Texto extraído =
▬▬▬▬▬▬▬▬▬▬
Este verano tuvo lugar un suceso kafkiano, dantesco, quijotesco, orwelliano, incluso daliniano. Yo dormía entre sudores desmesurados en la habitación que tengo en casa de mi madre, con el cuerpo traspuesto por el picante de los tacos de la cena del día antes y la mezcla hiperbólica de alcoholes supuestamente mexicanos que palpitaban por mis venas o mi hígado o mi estómago. Era un sueño intermitente, incómodo, vertiginoso y delirante. De repente, cuando ya se colaban rayos de luz por la ventana, un balido. Si hubiera sido una peli de Lynch me habría asomado al jardín y seguramente habría visto una oveja o una cabra y habría sido un símbolo de algo profundo, aunque poco relevante de cara al argumento. Cuando escuché un segundo balido, y luego un tercero, y quedó claro que no los generaba mi cerebro derretido y trastornado, me levanté y le pregunté a mi madre si sabía qué estaba ocurriendo. Es cierto que vive en un pueblo, pero no suele haber niveles tan altos de ruralidad faunesca. Ella llegaba tarde al trabajo y se arreglaba con esmero y prisa. Me soltó que creía que los árabes que tienen ocupada la casa de enfrente tenían un cordero en la azotea y que lo matarían. Y se fue.
▬▬▬▬▬▬▬▬▬▬
[Registros del conjunto de anotaciones de puntos]
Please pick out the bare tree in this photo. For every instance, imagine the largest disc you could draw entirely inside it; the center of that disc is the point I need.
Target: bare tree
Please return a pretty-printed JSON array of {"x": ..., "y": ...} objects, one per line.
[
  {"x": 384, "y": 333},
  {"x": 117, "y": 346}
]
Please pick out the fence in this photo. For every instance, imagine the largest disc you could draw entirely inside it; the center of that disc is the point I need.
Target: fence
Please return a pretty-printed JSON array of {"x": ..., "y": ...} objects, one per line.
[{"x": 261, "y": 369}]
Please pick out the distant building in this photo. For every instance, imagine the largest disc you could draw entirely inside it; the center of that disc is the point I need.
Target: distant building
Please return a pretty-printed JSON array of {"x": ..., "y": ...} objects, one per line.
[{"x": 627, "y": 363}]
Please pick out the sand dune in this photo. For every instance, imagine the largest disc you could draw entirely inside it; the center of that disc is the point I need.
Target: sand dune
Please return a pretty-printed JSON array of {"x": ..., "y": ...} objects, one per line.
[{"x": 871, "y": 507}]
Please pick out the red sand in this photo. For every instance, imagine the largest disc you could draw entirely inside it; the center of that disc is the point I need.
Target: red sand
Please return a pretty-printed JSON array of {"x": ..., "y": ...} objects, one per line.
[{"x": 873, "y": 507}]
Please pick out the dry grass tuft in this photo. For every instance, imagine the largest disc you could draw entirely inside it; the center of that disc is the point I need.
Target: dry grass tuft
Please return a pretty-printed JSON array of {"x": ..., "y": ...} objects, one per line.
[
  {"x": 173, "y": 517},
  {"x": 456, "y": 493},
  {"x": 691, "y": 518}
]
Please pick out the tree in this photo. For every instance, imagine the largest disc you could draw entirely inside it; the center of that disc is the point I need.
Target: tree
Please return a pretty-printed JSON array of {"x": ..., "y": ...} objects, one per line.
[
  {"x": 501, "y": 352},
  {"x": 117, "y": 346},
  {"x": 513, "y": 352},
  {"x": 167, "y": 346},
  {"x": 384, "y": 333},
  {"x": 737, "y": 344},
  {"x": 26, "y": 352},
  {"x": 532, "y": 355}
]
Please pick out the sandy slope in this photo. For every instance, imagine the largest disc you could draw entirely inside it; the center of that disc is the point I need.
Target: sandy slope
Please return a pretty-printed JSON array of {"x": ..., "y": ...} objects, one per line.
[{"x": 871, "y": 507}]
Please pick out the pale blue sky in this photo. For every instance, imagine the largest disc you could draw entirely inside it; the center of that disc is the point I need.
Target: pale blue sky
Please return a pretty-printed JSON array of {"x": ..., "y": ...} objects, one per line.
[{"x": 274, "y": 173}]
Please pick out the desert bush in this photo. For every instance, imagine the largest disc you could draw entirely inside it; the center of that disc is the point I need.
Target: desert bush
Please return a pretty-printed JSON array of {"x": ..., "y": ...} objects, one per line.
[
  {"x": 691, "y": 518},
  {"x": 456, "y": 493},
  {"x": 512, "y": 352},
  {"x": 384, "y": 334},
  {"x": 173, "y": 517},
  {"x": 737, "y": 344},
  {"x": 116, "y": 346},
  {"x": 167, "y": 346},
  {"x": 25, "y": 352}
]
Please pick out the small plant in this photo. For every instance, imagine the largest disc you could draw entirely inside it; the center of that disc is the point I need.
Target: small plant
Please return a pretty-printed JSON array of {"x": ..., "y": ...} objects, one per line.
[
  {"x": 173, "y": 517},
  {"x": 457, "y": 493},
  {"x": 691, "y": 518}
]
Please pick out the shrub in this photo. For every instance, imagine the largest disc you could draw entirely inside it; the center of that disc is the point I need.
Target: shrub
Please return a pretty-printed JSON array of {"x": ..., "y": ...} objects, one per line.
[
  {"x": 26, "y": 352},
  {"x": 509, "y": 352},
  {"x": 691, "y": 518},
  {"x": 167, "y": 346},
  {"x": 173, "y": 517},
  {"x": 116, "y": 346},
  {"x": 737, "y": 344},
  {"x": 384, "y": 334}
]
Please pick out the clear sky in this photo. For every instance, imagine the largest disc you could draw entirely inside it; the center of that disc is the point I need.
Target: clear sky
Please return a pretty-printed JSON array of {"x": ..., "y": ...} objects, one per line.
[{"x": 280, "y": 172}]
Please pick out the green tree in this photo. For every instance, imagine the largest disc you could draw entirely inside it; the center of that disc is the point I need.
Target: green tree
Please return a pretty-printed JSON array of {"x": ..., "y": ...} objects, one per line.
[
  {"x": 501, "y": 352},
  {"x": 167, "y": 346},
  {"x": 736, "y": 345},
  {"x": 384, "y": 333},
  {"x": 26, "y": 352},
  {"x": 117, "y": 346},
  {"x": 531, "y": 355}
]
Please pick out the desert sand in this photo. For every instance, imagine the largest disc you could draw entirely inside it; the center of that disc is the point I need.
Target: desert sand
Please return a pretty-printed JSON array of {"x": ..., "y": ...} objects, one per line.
▬▬▬▬▬▬▬▬▬▬
Ejercicio propuesto 1 = Reproduce, sin omitir ninguna línea, los registros desde la línea que contiene "Please pick out the green" hasta el final de los registros, ambos extremos incluidos, y desplaza en -134 cada coordenada x e y.
Ejercicio propuesto 2 = Prosigue el relato de los balidos oídos al amanecer en casa de la madre a partir del punto en que se detiene.

Respuesta escrita 1 =
Please pick out the green tree in this photo. For every instance, imagine the largest disc you could draw entirely inside it; the center of that disc is the point I need.
Target: green tree
Please return a pretty-printed JSON array of {"x": ..., "y": ...} objects, one per line.
[
  {"x": 367, "y": 218},
  {"x": 33, "y": 212},
  {"x": 602, "y": 211},
  {"x": 250, "y": 199},
  {"x": -108, "y": 218},
  {"x": -17, "y": 212},
  {"x": 397, "y": 221}
]
Please pick out the desert sand in this photo. For every instance, imagine the largest disc you could draw entirely inside it; the center of that disc is the point I need.
Target: desert sand
Please return a pretty-printed JSON array of {"x": ..., "y": ...} objects, one per line.

Respuesta escrita 2 =
Estábamos en plena ola de calor y cualquier ser vivo que existiera en pleno sol más de media hora seguida se arriesgaba a una muerte lenta y sofocante. Subí hasta nuestra terraza y, efectivamente, vi un cordero escuálido y con una perilla deshilachada. Sus ojos eran oscuros, sabios. Compartimos unos segundos de silencio y calor extraños y bajé a desayunar. Recuerdo estar toda la mañana pendiente de los lapsos de tiempo sin balidos y sufrir pensando en escenas sangrientas y sagradas. Por la tarde ya me había acostumbrado a los balidos esporádicos e intermitentes del cordero y mi subconsciente los aguardaba sin dramatismo.
Al día siguiente mi madre vino con noticias: algunos vecinos se habían encontrado casualmente en la calle y habían comentado la dificultad de conciliar el sueño con la ventana abierta y los quejidos constantes del pobre animal acalorado. Se sabía que estaba en la azotea y que el año pasado también había ocurrido, y que nadie estaba feliz con la situación pero que tampoco iban a dar un paso porque el tema deocupar viviendas es delicado y aquí nadie es racista.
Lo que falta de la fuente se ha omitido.